### THE PROBLEM
Please reproduce every one of the records below word for word, leaving out the pictures.

### STORED DATA
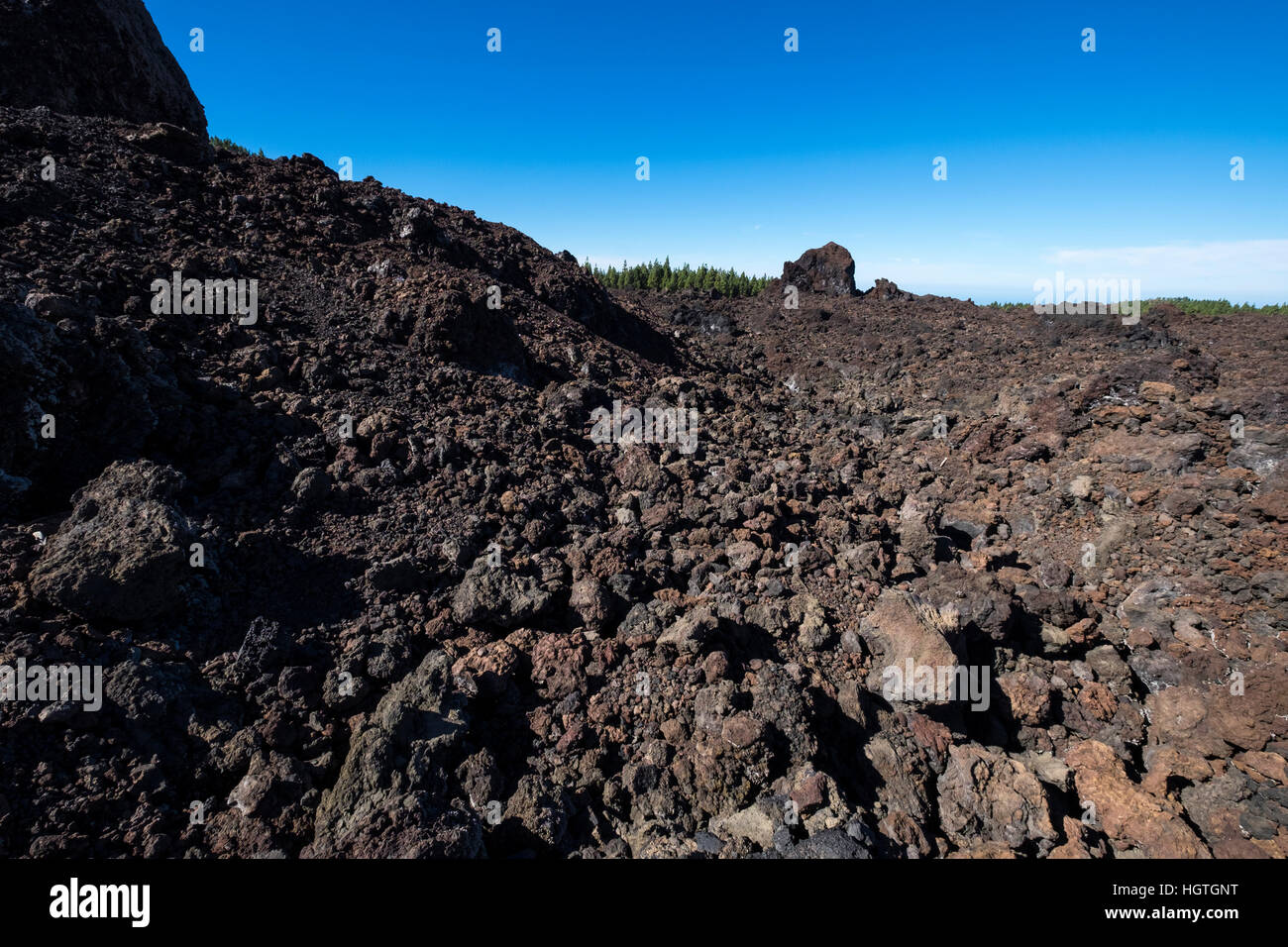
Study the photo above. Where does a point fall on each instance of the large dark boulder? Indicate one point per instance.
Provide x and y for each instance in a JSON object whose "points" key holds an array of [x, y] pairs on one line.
{"points": [[827, 269], [93, 56]]}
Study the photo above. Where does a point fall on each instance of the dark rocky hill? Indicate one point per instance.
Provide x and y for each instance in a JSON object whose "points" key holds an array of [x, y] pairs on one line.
{"points": [[375, 562]]}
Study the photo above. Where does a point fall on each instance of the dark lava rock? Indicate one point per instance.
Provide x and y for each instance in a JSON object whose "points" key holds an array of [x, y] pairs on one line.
{"points": [[123, 554], [827, 269], [93, 56]]}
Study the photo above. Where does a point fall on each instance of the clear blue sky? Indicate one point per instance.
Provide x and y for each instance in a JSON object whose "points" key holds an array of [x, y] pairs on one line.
{"points": [[1115, 162]]}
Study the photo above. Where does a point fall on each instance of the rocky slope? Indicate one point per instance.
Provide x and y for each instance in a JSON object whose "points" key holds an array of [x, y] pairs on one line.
{"points": [[432, 611]]}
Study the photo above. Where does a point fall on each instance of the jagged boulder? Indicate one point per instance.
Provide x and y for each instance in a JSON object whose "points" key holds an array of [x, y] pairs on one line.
{"points": [[827, 269]]}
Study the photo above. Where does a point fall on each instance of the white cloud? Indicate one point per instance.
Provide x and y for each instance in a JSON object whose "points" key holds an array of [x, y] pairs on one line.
{"points": [[1240, 268]]}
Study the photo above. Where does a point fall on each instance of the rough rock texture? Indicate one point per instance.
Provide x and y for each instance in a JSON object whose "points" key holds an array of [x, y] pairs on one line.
{"points": [[827, 269], [93, 56], [436, 617], [123, 554]]}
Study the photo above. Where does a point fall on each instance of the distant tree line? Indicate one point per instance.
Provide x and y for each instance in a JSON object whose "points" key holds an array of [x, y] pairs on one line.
{"points": [[228, 145], [662, 277]]}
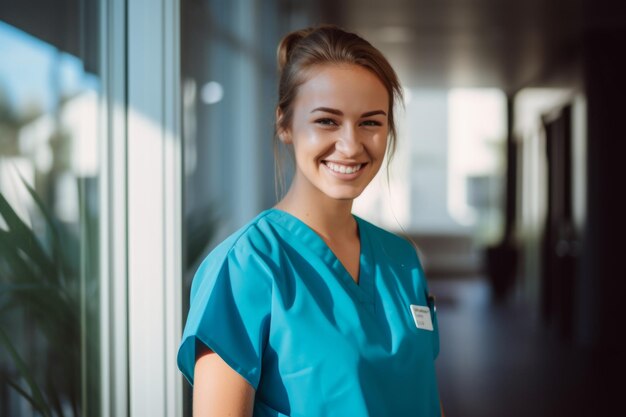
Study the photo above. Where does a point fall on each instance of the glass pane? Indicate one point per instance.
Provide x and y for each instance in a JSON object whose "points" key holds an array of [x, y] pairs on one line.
{"points": [[49, 220], [229, 88]]}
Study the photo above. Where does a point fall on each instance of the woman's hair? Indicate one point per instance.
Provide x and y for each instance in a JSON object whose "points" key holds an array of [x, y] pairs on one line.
{"points": [[300, 50]]}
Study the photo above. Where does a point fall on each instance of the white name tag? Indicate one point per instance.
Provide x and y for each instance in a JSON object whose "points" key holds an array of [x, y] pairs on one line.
{"points": [[421, 315]]}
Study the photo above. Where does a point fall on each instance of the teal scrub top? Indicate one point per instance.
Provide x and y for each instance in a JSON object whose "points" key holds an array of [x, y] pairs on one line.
{"points": [[278, 307]]}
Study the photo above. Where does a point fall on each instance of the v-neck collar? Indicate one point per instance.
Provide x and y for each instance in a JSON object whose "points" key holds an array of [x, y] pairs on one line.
{"points": [[364, 290]]}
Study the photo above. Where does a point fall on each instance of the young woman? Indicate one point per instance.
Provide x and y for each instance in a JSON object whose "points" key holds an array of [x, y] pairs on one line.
{"points": [[309, 310]]}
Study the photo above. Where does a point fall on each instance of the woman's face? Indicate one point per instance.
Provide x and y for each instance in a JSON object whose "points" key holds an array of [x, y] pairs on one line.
{"points": [[339, 130]]}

### FINISHED ANSWER
Study the photo above. Where does a point fall on each instance of the large dark boulder? Indicate one point per instance.
Provide x and y for each instance in a JSON object whose "points" key holds an array of [x, y] pairs on one line.
{"points": [[827, 269], [93, 56]]}
Study the photo above. Where does a point fall on each instance of the dark rocky hill? Indicate one point per instance.
Provide x and y for each instance in a JSON object whose "points" key holds an array of [x, y] pairs on one line.
{"points": [[375, 562]]}
Study the photo above. Where does a point fall on each instance of the dark lava rock? Indicate one point per instance.
Provide x and y for each instance in a JSON object whose "points" key holds an array of [x, y] pairs on one line.
{"points": [[123, 554], [827, 269], [93, 56]]}
Study the photo above. Where does a point fall on each instance of the clear blue sky? Indicate one point per instance.
Provide x and y for each instance in a JSON object whose "points" key holds an array of [x, y] pairs on one line.
{"points": [[1115, 162]]}
Study the photo above. Where does a point fall on each instance of the rocky slope? Indicate one point per instance.
Provide x and y for each instance in a JSON object whose "points" key holds an array of [x, y] pairs on one line.
{"points": [[432, 611]]}
Study the photo above. Where does a point fall on each instance of the jagged boulder? Indicate one point per instance.
Provide x and y for each instance in a JSON object whose "points" key holds an array of [x, y] pairs on one line.
{"points": [[827, 269]]}
Study the photo above. Where does a point fall on each instance of the white cloud? Indicate one point per instance.
Provide x and y for each instance in a JSON object whose "points" key holds an array of [x, y] pairs on one line.
{"points": [[1240, 268]]}
Study the photo above. Where does a point fall on each instance of the rough rock texture? Indicate one point per instance.
Provide x and y for each instance in a JSON object whose "points" key holds an array of [x, y] pairs on one line.
{"points": [[827, 269], [93, 56], [436, 617], [123, 554]]}
Study the photo above. Where does a point fall on each instance of the distant tree line? Indicate one point per instance.
Provide x and y for each instance in a JSON object whose "points" key holds an array of [x, y] pairs on one line.
{"points": [[228, 145], [662, 277]]}
Study the photo above. Where does a point fall on each instance of the glass pane? Indicate one point per instance.
Provide x and y for each instance in a JSON object whose "points" key holds an array of [x, y] pairs on one line.
{"points": [[49, 220], [229, 88]]}
Study the photo above. Where does a point fall on each instance of the woman's hair? Indicate one point per instance.
Provide x and y for each instance in a JSON object whose "points" key holds an array of [x, y] pairs on one line.
{"points": [[300, 50]]}
Study the photo above. Where does a point fall on each instance of the white name tag? Indicate one point per instance.
Provide x and y for each instance in a JSON object whose "points" key holds an array of [x, y] pairs on one line.
{"points": [[421, 315]]}
Study the photo above. Where does a point fall on each instance of the teal scrub top? Indicate one point per instance.
Provide x and y for each instance in a JSON object whose "points" key holds an array of [x, y] pairs on one line.
{"points": [[278, 307]]}
Study the photo above. Where does a point fall on each instance of the v-neck collar? Indicate one point per instance.
Provide x and y for each instance in a JSON object whose "points" key holds an array of [x, y] pairs on one line.
{"points": [[364, 290]]}
Study the photo above. Where does a point fall on each instance of the young woman? Indicate one point per instance.
Provide x and y for each instance in a JSON object whose "points" key holds an array of [x, y] pairs on one line.
{"points": [[309, 310]]}
Study the photo above. Where does a point fall on each instance of the woman's face? Indicate one point per instance.
Provide x and y for each instance in a JSON object whose "points" key holds an array of [x, y] pairs on one line.
{"points": [[339, 130]]}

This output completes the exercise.